Consigne: Dans l'extrait sur le jeu vidéo et l'intermedia, recopiez le passage allant de « Cela veut-il dire » à « reconnu de tous. » en y remplaçant « jeux indépendants » par « jeux artisanaux ».

━━ Extrait du document

Sources : L’art du game design, de Jesse Schell.
Statement of intermedia, Dick Higgings.

vendredi 23 septembre 2011

Le jeu vidéo et l’intermedia : A la frontière de l’art ? (partie 2)

Peintures ludiques

  On pourrait craindre alors que ce décalage soit persistant, puisque la technique ne cessera jamais d’évoluer et risque d’être toujours aussi coûteuse, il paraît difficile que ce décalage soit, un jour, comblé . Mais cela serait omettre que la technique employée par les jeux à un moment donné ou un autre sera telle, qu'il sera sûrement possible qu’elle permette à des créateurs de réaliser des jeux dépassant nos rêves les plus fous au point que l’art fera, à coup sûr, partie intégrante de la technique. Si cette ère n’est pas encore pour tout de suite, alors la grande majorité des jeux les plus originaux et ambitieux risquent bien de se trouver encore pendant quelques années dans les techniques antérieures. Pourtant comme l’expliquait Higgings, la plupart des médias se rattachant à des techniques trop obsolètes, ne peuvent faire partie de l’intermedia. Et quand bien même que des jeux comme deadly premonition ou Minecraft soient de véritables petits chef d’oeuvres d’inventivités et d’originalités, il restera toujours ce sentiment amer à savoir de se demander ce qu’aurait pu donner une telle inventivité et originalité accompagnée d’une technique de pointe. 


Cela veut-il dire pour autant que ces jeux indépendants s’émancipant des technologies actuelles et n’appartenant pas à l’intermedia,  ne pourraient pas d’une certaine façon être abouti artistiquement ? Pour répondre à cette question, essayons de regarder du côté d’autres Arts tels que la peinture par exemple.


 La peinture, quel que soit son style ou sa technique, est un art reconnu de tous.
                                                          
  Tout comme avec les Happenings, il est très intéressant de comparer la peinture et les jeux vidéo qui présentent plus de similitudes que l’on pourrait ne le penser. La peinture tout comme le jeu vidéo crée d’abord de l’interaction. Un individu face à un tableau va automatiquement établir une interaction plus ou moins inconsciente avec l'objet. Avant de comprendre ce qu’il est en train de regarder, le spectateur établit déjà une connexion avec le tableau. Celle-ci va généralement susciter des images, des souvenirs, des histoires ou encore une multitude d'émotion. En prenant en considération et en assemblant tous ces éléments, le spectateur a alors le pouvoir de rentrer dans une situation de jeu d’assemblage, se créant ainsi sa propre histoire ; cela avant même d’avoir lu l’écriteau sous le tableau donnant des informations clefs pour mieux comprendre l’œuvre. Les peintures et les jeux nous racontent des histoires, des expériences et créent donc inlassablement de l’interaction avec celle ou celui qui les contemple.

━━━━
━━ Données

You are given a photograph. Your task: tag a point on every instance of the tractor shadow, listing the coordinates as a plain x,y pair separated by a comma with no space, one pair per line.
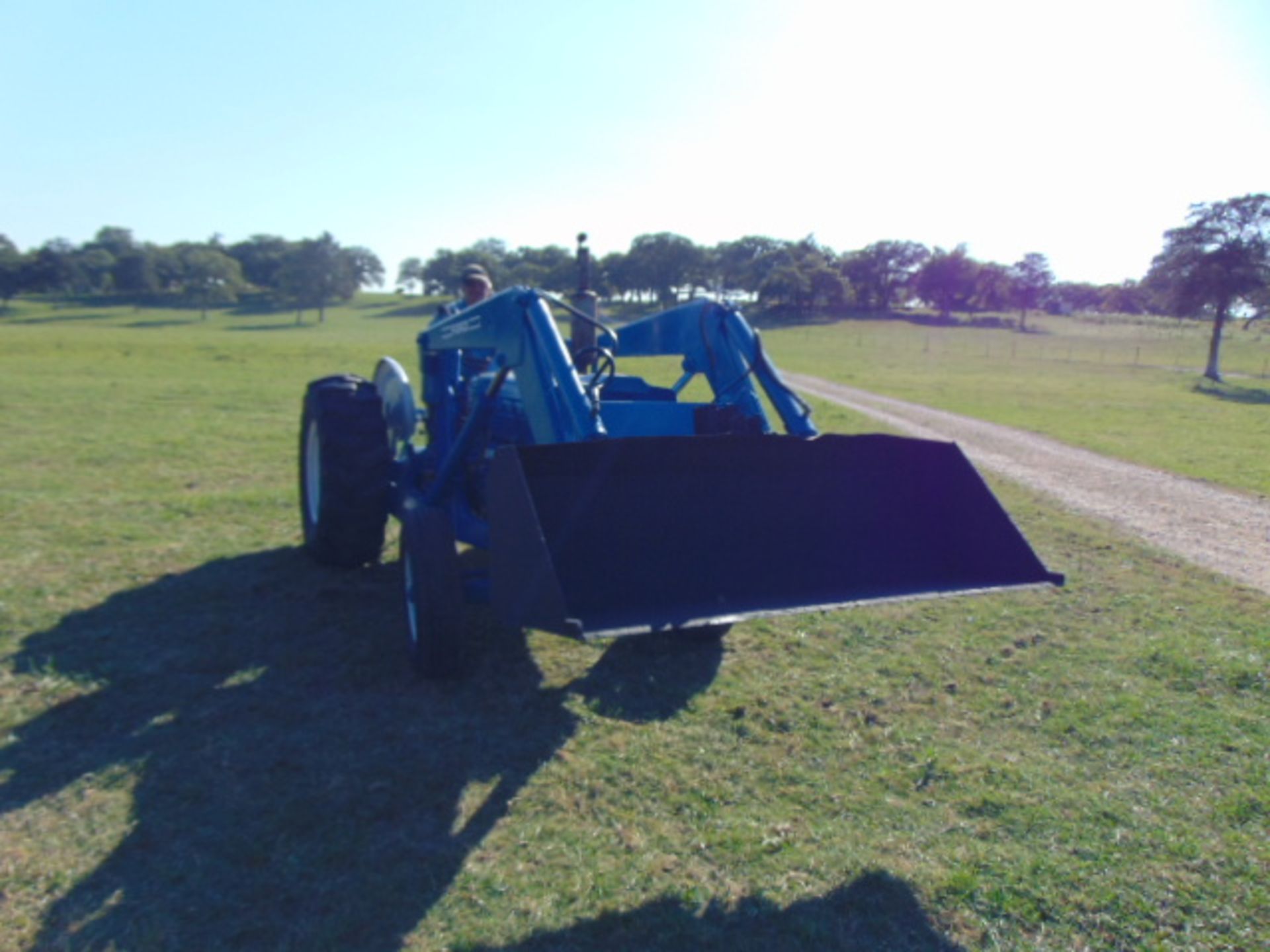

━━━━

Réponse:
Cela veut-il dire pour autant que ces jeux artisanaux s’émancipant des technologies actuelles et n’appartenant pas à l’intermedia,  ne pourraient pas d’une certaine façon être abouti artistiquement ? Pour répondre à cette question, essayons de regarder du côté d’autres Arts tels que la peinture par exemple.


 La peinture, quel que soit son style ou sa technique, est un art reconnu de tous.